Point-per-instance localization data:
________________________
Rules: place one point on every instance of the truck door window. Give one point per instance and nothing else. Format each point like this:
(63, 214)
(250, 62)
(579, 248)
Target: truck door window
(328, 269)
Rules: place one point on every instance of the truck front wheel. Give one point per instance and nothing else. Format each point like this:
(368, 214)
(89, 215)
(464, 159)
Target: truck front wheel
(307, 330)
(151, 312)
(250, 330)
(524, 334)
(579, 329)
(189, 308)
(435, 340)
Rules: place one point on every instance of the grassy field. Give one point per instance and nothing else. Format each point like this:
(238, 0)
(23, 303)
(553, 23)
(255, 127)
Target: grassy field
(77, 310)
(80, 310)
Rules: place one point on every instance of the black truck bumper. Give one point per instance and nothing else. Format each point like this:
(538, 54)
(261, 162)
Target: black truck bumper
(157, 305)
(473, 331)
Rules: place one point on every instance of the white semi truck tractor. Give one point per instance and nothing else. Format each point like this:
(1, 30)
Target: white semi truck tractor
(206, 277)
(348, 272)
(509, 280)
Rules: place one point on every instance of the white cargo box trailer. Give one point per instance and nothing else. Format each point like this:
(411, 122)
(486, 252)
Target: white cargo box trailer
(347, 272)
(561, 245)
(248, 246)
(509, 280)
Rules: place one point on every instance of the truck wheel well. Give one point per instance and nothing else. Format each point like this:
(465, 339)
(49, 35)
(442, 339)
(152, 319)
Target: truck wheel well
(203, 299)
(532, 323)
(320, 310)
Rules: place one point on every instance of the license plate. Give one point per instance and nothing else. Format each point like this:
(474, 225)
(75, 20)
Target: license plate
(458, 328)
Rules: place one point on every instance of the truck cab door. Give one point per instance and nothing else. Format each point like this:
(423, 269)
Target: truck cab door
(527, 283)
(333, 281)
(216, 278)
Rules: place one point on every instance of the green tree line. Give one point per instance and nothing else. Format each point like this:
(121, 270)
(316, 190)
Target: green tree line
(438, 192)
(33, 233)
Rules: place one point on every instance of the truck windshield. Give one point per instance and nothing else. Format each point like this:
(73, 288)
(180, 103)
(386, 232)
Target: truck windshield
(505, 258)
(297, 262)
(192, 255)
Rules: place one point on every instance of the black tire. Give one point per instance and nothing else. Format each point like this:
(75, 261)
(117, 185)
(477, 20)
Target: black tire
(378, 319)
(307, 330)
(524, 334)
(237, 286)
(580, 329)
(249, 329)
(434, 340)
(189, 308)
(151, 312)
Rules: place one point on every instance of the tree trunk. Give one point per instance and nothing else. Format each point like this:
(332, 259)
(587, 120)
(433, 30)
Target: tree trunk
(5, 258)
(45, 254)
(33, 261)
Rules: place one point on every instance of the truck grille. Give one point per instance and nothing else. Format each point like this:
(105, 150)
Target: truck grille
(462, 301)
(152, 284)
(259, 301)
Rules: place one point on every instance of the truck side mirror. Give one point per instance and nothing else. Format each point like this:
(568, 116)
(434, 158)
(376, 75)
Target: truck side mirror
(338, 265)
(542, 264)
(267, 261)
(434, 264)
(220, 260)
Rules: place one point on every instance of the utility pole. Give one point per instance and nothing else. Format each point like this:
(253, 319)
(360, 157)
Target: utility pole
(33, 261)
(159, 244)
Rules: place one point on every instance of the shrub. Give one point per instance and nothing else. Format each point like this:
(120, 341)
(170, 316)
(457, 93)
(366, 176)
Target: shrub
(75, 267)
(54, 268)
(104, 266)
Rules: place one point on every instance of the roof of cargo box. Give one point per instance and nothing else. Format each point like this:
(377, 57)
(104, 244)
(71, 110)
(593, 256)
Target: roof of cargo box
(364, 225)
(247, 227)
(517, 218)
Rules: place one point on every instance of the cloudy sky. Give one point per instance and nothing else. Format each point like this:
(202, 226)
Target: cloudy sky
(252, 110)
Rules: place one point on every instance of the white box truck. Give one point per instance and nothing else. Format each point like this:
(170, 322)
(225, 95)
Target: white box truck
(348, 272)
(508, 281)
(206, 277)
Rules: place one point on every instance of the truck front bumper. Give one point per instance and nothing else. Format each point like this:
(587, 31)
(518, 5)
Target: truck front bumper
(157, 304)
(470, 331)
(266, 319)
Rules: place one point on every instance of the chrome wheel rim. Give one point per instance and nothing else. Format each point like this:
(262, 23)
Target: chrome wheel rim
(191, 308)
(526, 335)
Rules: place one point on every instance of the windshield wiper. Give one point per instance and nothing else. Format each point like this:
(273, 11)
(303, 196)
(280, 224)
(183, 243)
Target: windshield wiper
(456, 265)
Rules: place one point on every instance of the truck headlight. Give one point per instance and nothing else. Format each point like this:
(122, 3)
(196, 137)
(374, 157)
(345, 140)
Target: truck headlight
________________________
WHAT THE TASK REQUIRES: All lines holding the word "headlight" must be copied from the data.

RESPONSE TO THIS TASK:
Rules: place one point on every instance of the truck headlight. Give one point per instance and nothing else. Format each point like this:
Target: truck headlight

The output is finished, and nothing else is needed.